In 30 years of working at a professional level, I've never seen the like. I'm wondering if this person's problems aren't greater than just those encountered in the workplace. FanSee
sandokai
Jul. 29th, 2017 01:02 am (UTC)
If you've never seen this, you haven't worked in academia and gone to faculty meetings. LOL
fansee
Jul. 29th, 2017 01:47 am (UTC)
You are right: I have never worked in academia. That is, I was the Chief Accountant for the Department of Anesthesia at the University of Pennsylvania. We were employed by an academic institution, but our meetings all focused on the administrative and financial functions of the University. We were a genteel bunch. FanSee
sandokai
Jul. 29th, 2017 01:01 am (UTC)
Hmm. Well some people don't include other people, because the people not including others are assholes, who deserve to have other people angry at them. Just saying.
ironphoenix
Jul. 29th, 2017 12:17 pm (UTC)
There are organizations where the person who didn't have the information isn't the problem. A telltale sign is that it's not just one person who has this problem.
Ckwop
Aug. 16th, 2017 07:16 pm (UTC)
True some of the time
If you have a single person that shouts loudly at the whole room and gets really upset, that's an issue for them.

However, if you have clusters of people who are surprised then it points to an organisational flaw.

I'm a manager at my company. My management chain extends to around 40 people. For me, proper communication is the single biggest challenge in the role.

You typically don't want everyone talking to everyone. This is because the number of communication channels grows with people by N(N-1)/2. Everyone knowing everything is inefficient.

○ ○ ○ ○

• _Set of tasks_
1. Revise the comment thread starting at the words "Hmm. Well some" and ending after "has this problem.", putting "companies" in place of "organizations".
2. Pick up the comment thread on workplace communication after its last sentence and keep it going.
The items that come next have nothing to do with the comment thread.

○ ○ ○ ○

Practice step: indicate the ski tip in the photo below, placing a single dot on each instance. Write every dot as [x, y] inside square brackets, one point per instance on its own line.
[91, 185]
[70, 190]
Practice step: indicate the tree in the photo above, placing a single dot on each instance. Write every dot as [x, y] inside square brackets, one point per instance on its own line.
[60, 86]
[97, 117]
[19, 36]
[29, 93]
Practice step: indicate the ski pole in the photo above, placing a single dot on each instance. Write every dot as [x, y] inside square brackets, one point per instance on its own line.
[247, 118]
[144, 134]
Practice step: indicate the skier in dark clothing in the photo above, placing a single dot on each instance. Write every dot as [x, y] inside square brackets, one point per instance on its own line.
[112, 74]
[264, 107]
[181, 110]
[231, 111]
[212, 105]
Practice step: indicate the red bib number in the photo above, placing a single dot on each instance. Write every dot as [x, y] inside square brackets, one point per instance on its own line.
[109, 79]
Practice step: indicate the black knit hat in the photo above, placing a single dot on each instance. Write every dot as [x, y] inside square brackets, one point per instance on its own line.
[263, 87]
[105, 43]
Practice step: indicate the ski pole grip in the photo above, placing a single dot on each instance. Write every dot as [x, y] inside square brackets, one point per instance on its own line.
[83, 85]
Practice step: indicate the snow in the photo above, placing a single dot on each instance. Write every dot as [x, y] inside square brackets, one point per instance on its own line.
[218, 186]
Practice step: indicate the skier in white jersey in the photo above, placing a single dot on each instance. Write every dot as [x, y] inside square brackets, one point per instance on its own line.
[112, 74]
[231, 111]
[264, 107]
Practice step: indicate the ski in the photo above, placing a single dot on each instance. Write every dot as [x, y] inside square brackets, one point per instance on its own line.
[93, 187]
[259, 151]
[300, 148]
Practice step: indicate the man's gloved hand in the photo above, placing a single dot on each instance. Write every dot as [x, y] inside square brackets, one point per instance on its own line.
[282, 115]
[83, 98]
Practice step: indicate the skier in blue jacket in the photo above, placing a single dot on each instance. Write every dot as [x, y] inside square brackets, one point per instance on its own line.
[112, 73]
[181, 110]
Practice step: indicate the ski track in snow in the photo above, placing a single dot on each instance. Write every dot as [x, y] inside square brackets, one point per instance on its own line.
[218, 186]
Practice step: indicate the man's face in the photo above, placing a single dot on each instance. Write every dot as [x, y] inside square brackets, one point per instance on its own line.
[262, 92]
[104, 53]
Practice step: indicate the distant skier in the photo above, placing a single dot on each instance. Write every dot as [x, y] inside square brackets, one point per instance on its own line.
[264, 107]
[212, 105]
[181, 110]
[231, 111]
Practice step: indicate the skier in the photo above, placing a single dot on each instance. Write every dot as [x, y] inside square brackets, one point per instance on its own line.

○ ○ ○ ○

• _Answers to the exercise_
1.
Hmm. Well some people don't include other people, because the people not including others are assholes, who deserve to have other people angry at them. Just saying.
ironphoenix
Jul. 29th, 2017 12:17 pm (UTC)
There are companies where the person who didn't have the information isn't the problem. A telltale sign is that it's not just one person who has this problem.

2.
You also don't want people accepting actions or making commitments by side-channels. You don't want water-cooler conversations where "we're ahead on this piece of the delivery" turns in to a commitment to deliver sooner through a game of telephone between people.

What you really want is the right people, knowing only the things they need to know at the sufficient level of detail suitable for their role.

This is difficult. I don't think people who are not managers really appreciate how hard this is to get right.

The last point about level of detail is subtle but really important. As software engineers, my staff love detail. They'll happily write a 1,000 word e-mail to describe some issue they're having in their development.

At my level, there might be 150 work items in flight at once. There may be 10-20 of these e-mails that escalate to me and to analyse and understand each one of those is a serious undertaking. Worse, I am often in meetings so will not read the e-mail for some time. That work is blocked until I process it and 99.9% of the time, I'll have detailed questions that require direct communication with the person who wrote the e-mail in the first place.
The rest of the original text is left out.